Named object pointing entries
════════════════════

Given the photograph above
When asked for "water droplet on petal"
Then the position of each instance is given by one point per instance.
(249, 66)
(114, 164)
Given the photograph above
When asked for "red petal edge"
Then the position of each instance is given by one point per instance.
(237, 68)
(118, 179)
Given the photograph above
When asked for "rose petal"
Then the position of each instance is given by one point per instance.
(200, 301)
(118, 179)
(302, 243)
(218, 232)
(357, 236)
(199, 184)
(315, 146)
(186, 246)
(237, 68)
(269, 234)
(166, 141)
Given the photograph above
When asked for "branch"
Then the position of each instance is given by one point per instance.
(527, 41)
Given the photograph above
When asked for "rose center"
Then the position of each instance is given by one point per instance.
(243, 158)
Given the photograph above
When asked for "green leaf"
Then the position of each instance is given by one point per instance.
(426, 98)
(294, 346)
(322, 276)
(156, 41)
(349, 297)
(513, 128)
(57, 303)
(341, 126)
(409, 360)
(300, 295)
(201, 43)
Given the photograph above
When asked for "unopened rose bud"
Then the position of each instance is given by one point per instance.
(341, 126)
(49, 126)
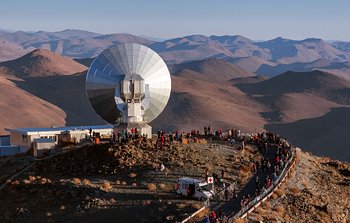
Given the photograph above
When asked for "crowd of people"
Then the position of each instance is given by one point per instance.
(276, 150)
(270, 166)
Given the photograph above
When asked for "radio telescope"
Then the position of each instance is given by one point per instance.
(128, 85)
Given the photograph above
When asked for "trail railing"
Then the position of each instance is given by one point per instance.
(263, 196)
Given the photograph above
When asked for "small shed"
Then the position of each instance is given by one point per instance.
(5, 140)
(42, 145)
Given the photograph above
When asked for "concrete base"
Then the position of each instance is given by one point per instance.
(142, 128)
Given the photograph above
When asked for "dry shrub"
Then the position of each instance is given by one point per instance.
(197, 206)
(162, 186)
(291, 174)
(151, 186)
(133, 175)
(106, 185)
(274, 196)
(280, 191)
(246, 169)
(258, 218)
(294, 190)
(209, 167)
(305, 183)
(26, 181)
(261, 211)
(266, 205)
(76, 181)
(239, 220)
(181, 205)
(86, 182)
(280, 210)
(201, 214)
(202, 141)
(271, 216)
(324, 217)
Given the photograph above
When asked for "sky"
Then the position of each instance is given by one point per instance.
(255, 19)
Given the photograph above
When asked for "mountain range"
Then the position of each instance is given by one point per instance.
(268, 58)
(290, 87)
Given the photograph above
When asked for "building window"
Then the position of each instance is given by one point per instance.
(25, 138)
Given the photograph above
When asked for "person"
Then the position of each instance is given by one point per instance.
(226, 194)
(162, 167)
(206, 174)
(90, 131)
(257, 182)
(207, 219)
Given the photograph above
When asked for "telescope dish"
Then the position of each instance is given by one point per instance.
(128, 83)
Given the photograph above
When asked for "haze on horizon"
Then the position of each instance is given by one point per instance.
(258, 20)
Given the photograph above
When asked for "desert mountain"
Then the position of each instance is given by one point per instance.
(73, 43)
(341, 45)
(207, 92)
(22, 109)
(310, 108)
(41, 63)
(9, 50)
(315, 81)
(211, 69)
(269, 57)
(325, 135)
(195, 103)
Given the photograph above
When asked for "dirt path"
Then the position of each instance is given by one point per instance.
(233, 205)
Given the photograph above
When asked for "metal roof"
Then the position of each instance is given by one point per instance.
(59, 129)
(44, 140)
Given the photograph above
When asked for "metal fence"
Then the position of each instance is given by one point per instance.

════════════════════

(AIM OF THE EXERCISE) Leave out the pictures and transcribe the entries above exactly.

(CORRECT RESPONSE)
Given the photograph above
When asked for "water droplet on petal"
Then the position of each instance is given by one point per instance.
(249, 66)
(114, 164)
Given the photograph above
When asked for "red petal edge"
Then the position of each instance is given by one point per instance.
(237, 68)
(118, 179)
Given the photograph above
When asked for "rose petal"
Then the position of each instance is given by one point per instance.
(200, 301)
(118, 179)
(302, 243)
(218, 232)
(357, 236)
(199, 184)
(315, 146)
(186, 246)
(237, 68)
(269, 234)
(166, 141)
Given the photograph above
When asked for "branch"
Then the position of each instance is given by one point per instance.
(527, 41)
Given the photograph above
When asked for "rose center"
Then the position of each instance is given by one point per instance.
(243, 158)
Given the photograph above
When asked for "green leaf"
Then the position of each instance is given by one point per instance.
(426, 98)
(294, 346)
(322, 276)
(156, 41)
(349, 297)
(513, 128)
(57, 303)
(341, 126)
(409, 360)
(300, 295)
(201, 43)
Given the photograph above
When asked for "unopened rose bud"
Then the position of each instance is given by one point per instance.
(341, 126)
(49, 126)
Given the photograph above
When asked for "crowd of people"
Then the position of each instance is given by one point per instance.
(276, 150)
(270, 166)
Given the photograph above
When asked for "radio telescope"
Then the position of each instance is given by one point per instance.
(128, 85)
Given the photograph above
When asked for "trail railing"
Then the position of each instance is given by one point per instance.
(263, 196)
Given the photograph above
When asked for "small shed"
Then the position of each instance is given by one point per instance.
(5, 140)
(42, 145)
Given the photograph above
When asked for "concrete base"
Then the position of each instance is given by one point per instance.
(142, 128)
Given the photograph above
When asked for "dry shrub"
Then the position of each instance is given by one point per instance.
(197, 206)
(162, 186)
(291, 174)
(151, 186)
(133, 175)
(106, 185)
(274, 196)
(280, 191)
(246, 169)
(258, 218)
(294, 190)
(209, 167)
(305, 183)
(26, 181)
(261, 211)
(266, 205)
(76, 181)
(239, 220)
(181, 205)
(86, 182)
(280, 210)
(201, 214)
(202, 141)
(271, 216)
(324, 217)
Given the photograph above
When asked for "sky"
Then the position of each instance is given by one point per instance.
(255, 19)
Given the photograph above
When asked for "mountain range"
Then the position of each instance is given by one point per instance.
(268, 58)
(290, 87)
Given the photograph above
When asked for "building window"
Then the position of each instance is given by one point per instance.
(25, 138)
Given the photograph above
When asked for "person"
Then the position of each instance is given by one point per instance.
(226, 194)
(162, 167)
(206, 174)
(90, 131)
(257, 182)
(207, 219)
Given the photograph above
When asked for "telescope dish"
Then the position of each instance is given by one point per instance.
(128, 83)
Given the photograph above
When asked for "haze on horizon"
Then the position of each instance is given by one point per instance.
(258, 20)
Given the photograph above
When asked for "desert mountain"
Then the position of each instance is given by one point per instance.
(73, 43)
(341, 45)
(207, 92)
(22, 109)
(310, 108)
(41, 63)
(9, 50)
(315, 81)
(211, 69)
(269, 57)
(325, 135)
(195, 103)
Given the photograph above
When asked for "dirt path"
Then the position of each instance is given by one point per instance.
(233, 205)
Given the photograph above
When asked for "metal roof"
Then the position of each instance is given by one point per instance.
(59, 129)
(44, 140)
Given the photograph above
When asked for "metal fence"
Then the position of each instance is given by one point per instance.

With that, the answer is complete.